Given request => Reproduce the material below, substituting "list the coordinates" for "record the coordinates" in every place it appears and leaving everything else unchanged. Omit the pictures from your answer.
**** Dataset excerpts
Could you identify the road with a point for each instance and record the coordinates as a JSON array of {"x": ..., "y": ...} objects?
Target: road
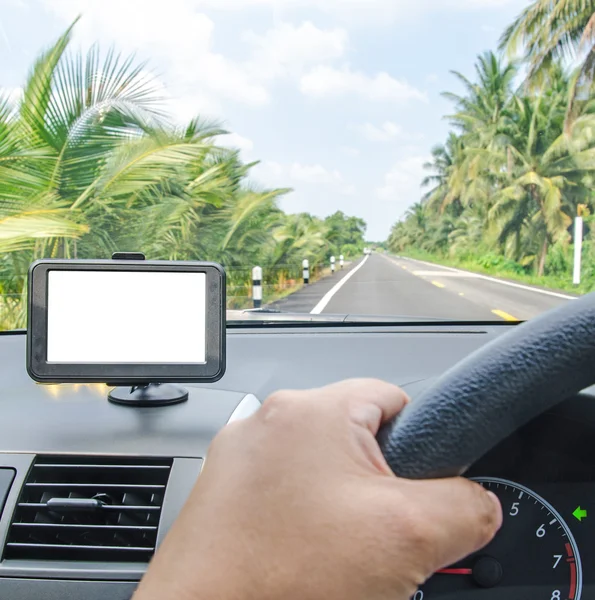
[{"x": 384, "y": 285}]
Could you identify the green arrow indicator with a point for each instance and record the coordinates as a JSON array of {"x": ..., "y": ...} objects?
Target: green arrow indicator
[{"x": 579, "y": 513}]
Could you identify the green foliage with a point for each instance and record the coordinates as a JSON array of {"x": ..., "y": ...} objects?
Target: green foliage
[
  {"x": 91, "y": 164},
  {"x": 510, "y": 178}
]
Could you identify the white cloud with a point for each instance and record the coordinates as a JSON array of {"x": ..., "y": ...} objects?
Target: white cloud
[
  {"x": 350, "y": 151},
  {"x": 313, "y": 174},
  {"x": 325, "y": 81},
  {"x": 384, "y": 133},
  {"x": 402, "y": 183},
  {"x": 180, "y": 39},
  {"x": 296, "y": 173},
  {"x": 235, "y": 140},
  {"x": 288, "y": 49}
]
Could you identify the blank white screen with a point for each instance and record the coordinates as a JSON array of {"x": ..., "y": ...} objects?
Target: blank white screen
[{"x": 126, "y": 317}]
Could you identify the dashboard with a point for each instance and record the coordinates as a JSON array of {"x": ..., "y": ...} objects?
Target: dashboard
[{"x": 88, "y": 489}]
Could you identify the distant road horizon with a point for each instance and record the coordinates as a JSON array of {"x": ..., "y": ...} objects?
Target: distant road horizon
[{"x": 380, "y": 284}]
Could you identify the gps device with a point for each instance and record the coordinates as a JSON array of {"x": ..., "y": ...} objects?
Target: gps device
[{"x": 126, "y": 322}]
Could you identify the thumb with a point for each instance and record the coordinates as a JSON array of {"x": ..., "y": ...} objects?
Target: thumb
[{"x": 464, "y": 519}]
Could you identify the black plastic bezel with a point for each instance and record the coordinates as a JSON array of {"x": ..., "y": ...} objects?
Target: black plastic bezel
[{"x": 125, "y": 373}]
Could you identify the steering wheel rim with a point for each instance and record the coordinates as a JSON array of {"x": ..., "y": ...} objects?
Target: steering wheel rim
[{"x": 493, "y": 392}]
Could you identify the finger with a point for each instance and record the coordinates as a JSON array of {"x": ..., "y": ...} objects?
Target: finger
[
  {"x": 370, "y": 402},
  {"x": 465, "y": 518}
]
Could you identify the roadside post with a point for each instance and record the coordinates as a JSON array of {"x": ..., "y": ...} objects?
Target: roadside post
[
  {"x": 578, "y": 247},
  {"x": 306, "y": 271},
  {"x": 257, "y": 287}
]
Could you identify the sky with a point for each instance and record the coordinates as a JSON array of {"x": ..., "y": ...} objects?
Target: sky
[{"x": 338, "y": 99}]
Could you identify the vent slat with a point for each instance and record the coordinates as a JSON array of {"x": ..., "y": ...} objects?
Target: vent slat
[
  {"x": 81, "y": 547},
  {"x": 116, "y": 507},
  {"x": 78, "y": 466},
  {"x": 108, "y": 486},
  {"x": 84, "y": 527},
  {"x": 53, "y": 519}
]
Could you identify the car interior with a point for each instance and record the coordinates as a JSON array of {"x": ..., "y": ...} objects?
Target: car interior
[
  {"x": 89, "y": 487},
  {"x": 203, "y": 202}
]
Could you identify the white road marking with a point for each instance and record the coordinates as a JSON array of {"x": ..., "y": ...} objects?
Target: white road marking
[
  {"x": 327, "y": 297},
  {"x": 500, "y": 281},
  {"x": 445, "y": 274}
]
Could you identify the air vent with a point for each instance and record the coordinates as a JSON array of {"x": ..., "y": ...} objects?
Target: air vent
[{"x": 89, "y": 508}]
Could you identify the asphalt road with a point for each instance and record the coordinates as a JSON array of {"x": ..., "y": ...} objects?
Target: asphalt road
[{"x": 384, "y": 285}]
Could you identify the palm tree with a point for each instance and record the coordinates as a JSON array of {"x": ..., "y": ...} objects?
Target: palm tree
[
  {"x": 547, "y": 33},
  {"x": 537, "y": 199}
]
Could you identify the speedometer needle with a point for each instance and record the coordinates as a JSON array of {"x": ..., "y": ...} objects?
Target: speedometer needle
[{"x": 455, "y": 571}]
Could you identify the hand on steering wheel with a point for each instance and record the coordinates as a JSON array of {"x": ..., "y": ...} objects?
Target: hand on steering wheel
[{"x": 297, "y": 502}]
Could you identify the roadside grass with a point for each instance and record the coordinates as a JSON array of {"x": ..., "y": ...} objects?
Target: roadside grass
[{"x": 505, "y": 271}]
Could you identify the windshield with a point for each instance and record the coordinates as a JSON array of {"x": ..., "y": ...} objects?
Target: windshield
[{"x": 385, "y": 159}]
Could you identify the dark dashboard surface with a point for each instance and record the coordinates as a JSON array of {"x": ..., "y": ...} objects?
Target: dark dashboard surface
[{"x": 554, "y": 455}]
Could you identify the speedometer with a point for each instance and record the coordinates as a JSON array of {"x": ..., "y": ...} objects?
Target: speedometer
[{"x": 533, "y": 556}]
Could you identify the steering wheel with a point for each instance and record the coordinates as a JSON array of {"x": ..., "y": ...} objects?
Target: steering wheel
[{"x": 493, "y": 392}]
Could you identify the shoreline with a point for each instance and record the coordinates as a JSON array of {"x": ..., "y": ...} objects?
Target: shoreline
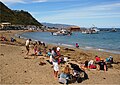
[
  {"x": 82, "y": 48},
  {"x": 15, "y": 69}
]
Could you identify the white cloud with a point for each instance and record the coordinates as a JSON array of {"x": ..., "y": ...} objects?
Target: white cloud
[
  {"x": 39, "y": 0},
  {"x": 93, "y": 12},
  {"x": 13, "y": 1}
]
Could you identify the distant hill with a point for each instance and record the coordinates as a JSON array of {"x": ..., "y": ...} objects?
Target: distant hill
[
  {"x": 59, "y": 26},
  {"x": 16, "y": 17}
]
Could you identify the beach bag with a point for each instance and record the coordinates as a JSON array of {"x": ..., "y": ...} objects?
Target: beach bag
[
  {"x": 51, "y": 58},
  {"x": 92, "y": 66}
]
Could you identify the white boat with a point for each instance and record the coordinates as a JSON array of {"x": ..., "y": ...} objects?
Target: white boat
[
  {"x": 92, "y": 30},
  {"x": 61, "y": 32}
]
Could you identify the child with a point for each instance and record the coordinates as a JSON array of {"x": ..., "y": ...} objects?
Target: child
[{"x": 35, "y": 50}]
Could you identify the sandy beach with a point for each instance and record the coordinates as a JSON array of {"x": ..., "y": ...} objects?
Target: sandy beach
[{"x": 15, "y": 69}]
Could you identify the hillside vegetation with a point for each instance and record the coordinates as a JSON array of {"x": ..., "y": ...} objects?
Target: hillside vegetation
[{"x": 16, "y": 17}]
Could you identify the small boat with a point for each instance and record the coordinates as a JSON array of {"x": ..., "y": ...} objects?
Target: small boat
[
  {"x": 61, "y": 33},
  {"x": 92, "y": 30},
  {"x": 113, "y": 30}
]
********
Reply =>
Could you identify the road with a point for each instance and list the coordinates as a JSON array of {"x": ..., "y": ...} objects?
Target: road
[{"x": 384, "y": 285}]
Could you identify the green arrow indicator with a point for each instance and list the coordinates as a JSON array of {"x": ..., "y": ...} objects?
Target: green arrow indicator
[{"x": 579, "y": 513}]
Could you identify the green foliage with a point for each instance and list the coordinates as a JSON array of {"x": ..., "y": ...} objects?
Target: green foliage
[
  {"x": 91, "y": 164},
  {"x": 510, "y": 178}
]
Could you identify the white cloud with a point for each instance and list the coordinates as a JSON array of {"x": ..., "y": ...} objects?
Target: white cloud
[
  {"x": 350, "y": 151},
  {"x": 313, "y": 174},
  {"x": 325, "y": 81},
  {"x": 384, "y": 133},
  {"x": 402, "y": 183},
  {"x": 180, "y": 39},
  {"x": 296, "y": 173},
  {"x": 235, "y": 140},
  {"x": 288, "y": 49}
]
Could you identify the blank white screen with a point for each instance and list the coordinates as a JSON array of {"x": ..., "y": ...} objects?
Target: blank white screen
[{"x": 126, "y": 317}]
Could you identify the dashboard with a point for each instance and list the coordinates as a JSON array of {"x": ..., "y": ...} objects?
Target: dashboard
[{"x": 88, "y": 489}]
Could you identify the distant road horizon with a point for each instance and list the coordinates as a JSON array of {"x": ..., "y": ...} objects?
Target: distant road horizon
[{"x": 380, "y": 284}]
Could you identify the gps device with a point for each instance and list the coordinates as a JSON array of {"x": ..., "y": ...} objects?
Target: gps device
[{"x": 126, "y": 322}]
Could you identify the thumb with a point for each instance and list the coordinates as a JSON array of {"x": ..., "y": ...} objects?
Target: thumb
[{"x": 464, "y": 519}]
Could you identify the black plastic bezel with a point for each instance and list the coordinates as a JSON array of {"x": ..., "y": ...} objects?
Target: black plastic bezel
[{"x": 125, "y": 373}]
Could you identify the steering wheel rim with a point for each instance and list the coordinates as a JSON array of {"x": ..., "y": ...} objects?
Target: steering wheel rim
[{"x": 493, "y": 392}]
Could you identify the finger with a point for each instance and list the coordinates as a JSON array of {"x": ..., "y": ...} objects?
Target: finger
[
  {"x": 370, "y": 402},
  {"x": 465, "y": 518}
]
Could you identify the roadside post with a point for each instance and list the coordinates as a JSON array of {"x": ..., "y": ...} objects?
Target: roadside post
[
  {"x": 578, "y": 247},
  {"x": 306, "y": 271},
  {"x": 257, "y": 287}
]
Could you identify the sky with a point for each instance and list the coordinates as a JSON array of {"x": ..., "y": ...} objects?
Target: sky
[{"x": 338, "y": 99}]
Could you identify the vent slat with a point for each instance and list the coordinates as a JSON array of {"x": ..., "y": ...} objects?
Target: vent slat
[
  {"x": 81, "y": 547},
  {"x": 116, "y": 507},
  {"x": 78, "y": 466},
  {"x": 108, "y": 486},
  {"x": 84, "y": 527},
  {"x": 53, "y": 519}
]
Could you identify the car interior with a point for each instance and list the coordinates as a JSON array of {"x": ..., "y": ...} objects?
Target: car interior
[
  {"x": 89, "y": 487},
  {"x": 203, "y": 202}
]
Could you identify the white road marking with a point for each instance and list the coordinates as a JSON array of {"x": ..., "y": ...} objects?
Target: white road marking
[
  {"x": 327, "y": 297},
  {"x": 500, "y": 281},
  {"x": 445, "y": 274}
]
Could you identify the air vent with a point for each instance and list the coordinates as a JSON array of {"x": ..., "y": ...} objects?
Target: air vent
[{"x": 89, "y": 508}]
Could you identify the asphalt road with a point for each instance and list the coordinates as a JSON array of {"x": ..., "y": ...} objects?
Target: asphalt road
[{"x": 384, "y": 285}]
Could you identify the palm tree with a point for each instance and list the coordinates as a JSON array of {"x": ..., "y": ...} objects?
Target: palm tree
[
  {"x": 547, "y": 33},
  {"x": 537, "y": 199}
]
Could you identify the speedometer needle with a point for each instance and list the coordinates as a JSON array of {"x": ..., "y": ...} objects?
Target: speedometer needle
[{"x": 455, "y": 571}]
Could you identify the hand on steering wheel with a point for each instance and list the coordinates as a JSON array of {"x": ..., "y": ...} objects?
Target: hand on steering wheel
[{"x": 297, "y": 502}]
Could you identify the roadside grass with a point for each instance and list the coordinates as a JSON array of {"x": ..., "y": ...} objects?
Target: roadside grass
[{"x": 505, "y": 271}]
Could you identify the windshield with a point for each instance and list the coordinates as a JSON array of {"x": ..., "y": ...} objects?
Target: windshield
[{"x": 385, "y": 159}]
Could you identify the dark dashboard surface with a point for each instance and list the coordinates as a JSON array of {"x": ..., "y": ...} objects?
Target: dark dashboard surface
[{"x": 554, "y": 455}]
Could you identify the speedometer with a point for each instance and list the coordinates as a JSON array of {"x": ..., "y": ...} objects?
Target: speedometer
[{"x": 533, "y": 556}]
Could you identify the steering wheel with a point for each instance and list the coordinates as a JSON array of {"x": ..., "y": ...} objects?
Target: steering wheel
[{"x": 493, "y": 392}]
Could you identify the shoreline with a point for each instance and list the coordinates as a JSON array of {"x": ..., "y": ...} objects?
Target: shoreline
[
  {"x": 82, "y": 48},
  {"x": 15, "y": 69}
]
Could you identify the white cloud with a point for each instance and list the coordinates as a JSON array of {"x": ..., "y": ...} objects?
Target: white cloud
[
  {"x": 39, "y": 0},
  {"x": 93, "y": 12},
  {"x": 13, "y": 1}
]
Could you identify the distant hill with a point for each instance and list the coordinates as a JSON array of {"x": ..., "y": ...} objects?
Target: distant hill
[
  {"x": 59, "y": 26},
  {"x": 16, "y": 17}
]
Could you identify the beach bag with a point for each instance and list the coordinates as a JSON array of {"x": ..., "y": ...} objects?
Target: beach bag
[
  {"x": 51, "y": 58},
  {"x": 92, "y": 66}
]
Could you identify the white boat with a point for each instance and list the coordinates as a JSON array of {"x": ..., "y": ...} objects?
Target: white boat
[
  {"x": 92, "y": 30},
  {"x": 61, "y": 32}
]
Could you identify the child with a point for each instance and list the coordinates as a JSON array of {"x": ..., "y": ...} objects?
Target: child
[{"x": 35, "y": 50}]
Could you identify the sandy beach with a point for each instance and list the coordinates as a JSON array of {"x": ..., "y": ...} objects?
Target: sandy beach
[{"x": 15, "y": 69}]
Could you identify the hillside vegetation with a point for each instance and list the coordinates as a JSON array of {"x": ..., "y": ...} objects?
Target: hillside vegetation
[{"x": 16, "y": 17}]
Could you identify the small boat with a point for each instance and list the coordinates as a JSON array of {"x": ..., "y": ...} objects?
Target: small boat
[
  {"x": 61, "y": 33},
  {"x": 92, "y": 30},
  {"x": 113, "y": 30}
]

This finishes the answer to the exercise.